▸ CHALLENGE
Show each line of the items below that contains the string "path".

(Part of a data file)
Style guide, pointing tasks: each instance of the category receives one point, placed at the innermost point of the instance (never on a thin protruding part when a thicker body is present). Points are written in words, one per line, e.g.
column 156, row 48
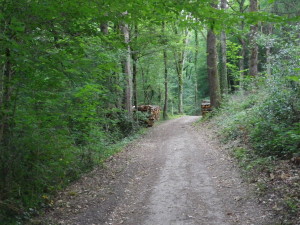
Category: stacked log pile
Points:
column 205, row 107
column 153, row 112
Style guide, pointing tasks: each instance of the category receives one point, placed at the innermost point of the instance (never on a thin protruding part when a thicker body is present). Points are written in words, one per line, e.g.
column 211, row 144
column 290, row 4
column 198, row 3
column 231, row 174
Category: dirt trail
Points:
column 174, row 175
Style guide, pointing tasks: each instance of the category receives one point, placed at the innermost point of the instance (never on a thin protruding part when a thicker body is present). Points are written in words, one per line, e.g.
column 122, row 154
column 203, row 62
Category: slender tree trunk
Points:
column 165, row 110
column 243, row 50
column 268, row 49
column 253, row 60
column 5, row 106
column 242, row 62
column 212, row 67
column 224, row 76
column 104, row 28
column 179, row 62
column 196, row 68
column 134, row 70
column 127, row 71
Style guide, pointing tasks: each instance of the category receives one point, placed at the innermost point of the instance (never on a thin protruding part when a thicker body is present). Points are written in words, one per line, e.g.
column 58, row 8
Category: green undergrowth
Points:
column 45, row 161
column 264, row 124
column 267, row 121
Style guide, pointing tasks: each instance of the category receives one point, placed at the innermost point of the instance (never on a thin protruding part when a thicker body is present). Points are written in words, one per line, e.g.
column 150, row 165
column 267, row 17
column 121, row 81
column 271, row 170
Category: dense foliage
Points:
column 70, row 69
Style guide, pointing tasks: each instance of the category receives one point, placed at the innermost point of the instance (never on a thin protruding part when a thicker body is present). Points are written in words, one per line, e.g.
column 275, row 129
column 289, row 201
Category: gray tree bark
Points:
column 212, row 69
column 224, row 76
column 253, row 59
column 127, row 70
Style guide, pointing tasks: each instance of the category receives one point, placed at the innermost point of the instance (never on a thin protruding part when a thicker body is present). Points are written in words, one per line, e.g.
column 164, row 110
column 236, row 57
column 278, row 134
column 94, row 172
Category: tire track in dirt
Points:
column 174, row 175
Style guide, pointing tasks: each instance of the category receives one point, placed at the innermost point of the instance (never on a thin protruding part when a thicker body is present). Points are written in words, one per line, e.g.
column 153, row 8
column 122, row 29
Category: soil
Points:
column 174, row 175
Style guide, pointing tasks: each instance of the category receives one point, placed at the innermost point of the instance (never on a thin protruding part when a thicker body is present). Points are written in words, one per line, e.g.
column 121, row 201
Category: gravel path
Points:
column 174, row 175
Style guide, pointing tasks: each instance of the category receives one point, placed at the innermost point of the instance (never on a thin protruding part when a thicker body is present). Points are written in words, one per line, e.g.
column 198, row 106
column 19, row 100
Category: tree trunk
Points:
column 196, row 68
column 268, row 49
column 5, row 105
column 243, row 50
column 242, row 62
column 134, row 70
column 127, row 71
column 104, row 28
column 253, row 60
column 224, row 76
column 179, row 61
column 165, row 111
column 212, row 67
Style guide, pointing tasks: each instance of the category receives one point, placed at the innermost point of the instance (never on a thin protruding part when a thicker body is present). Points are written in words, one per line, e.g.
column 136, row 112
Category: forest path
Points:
column 174, row 175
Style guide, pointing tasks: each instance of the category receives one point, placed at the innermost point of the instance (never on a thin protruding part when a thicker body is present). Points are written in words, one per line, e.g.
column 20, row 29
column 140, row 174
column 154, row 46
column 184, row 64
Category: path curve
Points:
column 174, row 175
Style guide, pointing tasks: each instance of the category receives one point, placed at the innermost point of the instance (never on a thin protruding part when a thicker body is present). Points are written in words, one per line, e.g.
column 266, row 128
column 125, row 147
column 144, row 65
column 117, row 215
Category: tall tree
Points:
column 223, row 75
column 196, row 68
column 134, row 68
column 212, row 64
column 179, row 64
column 127, row 70
column 165, row 110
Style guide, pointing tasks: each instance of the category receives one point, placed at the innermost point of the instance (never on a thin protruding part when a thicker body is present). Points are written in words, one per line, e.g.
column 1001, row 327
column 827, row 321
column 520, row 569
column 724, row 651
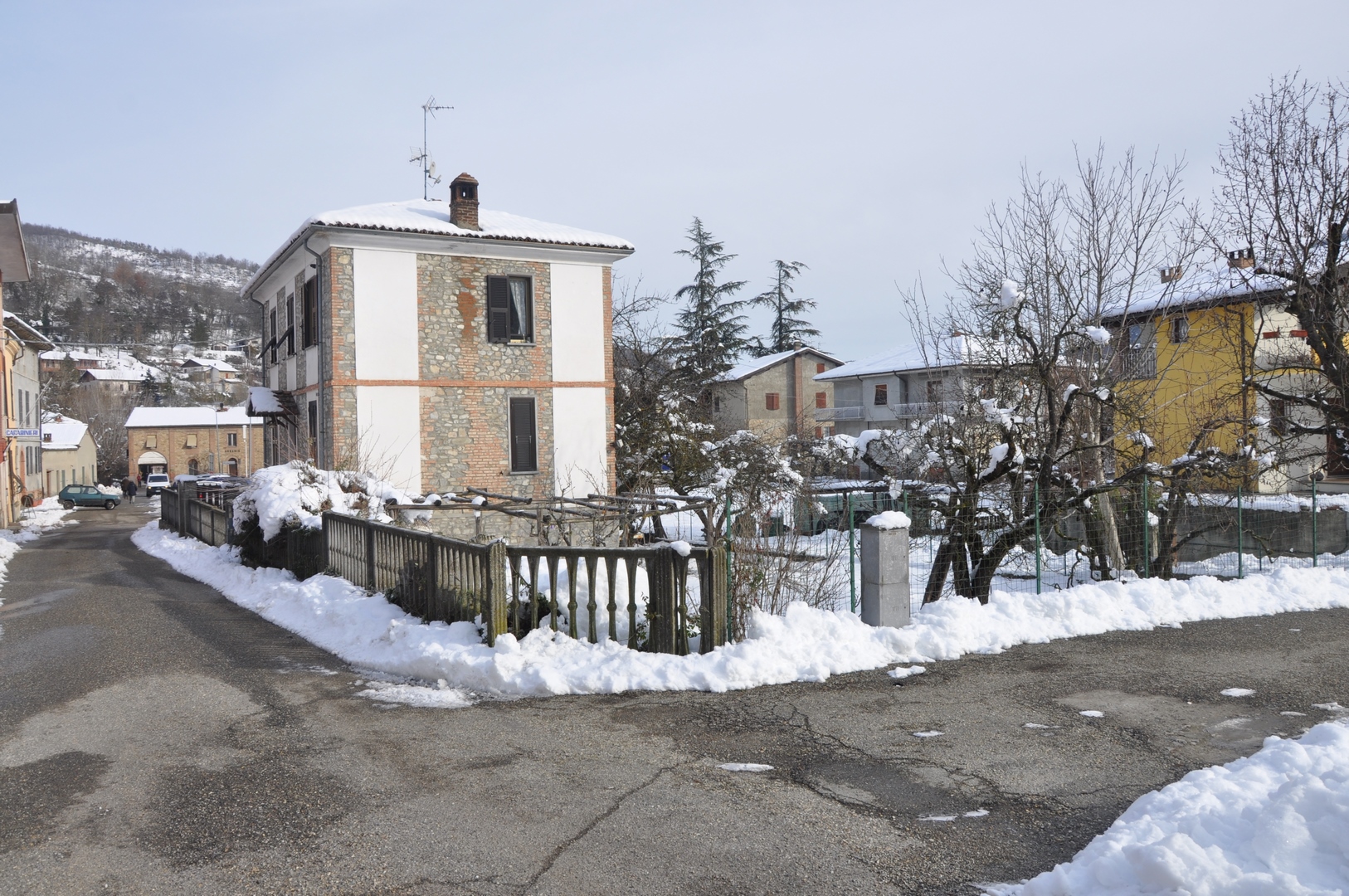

▸ COMPLETE RESPONSE
Category: gravel path
Category: forest path
Category: path curve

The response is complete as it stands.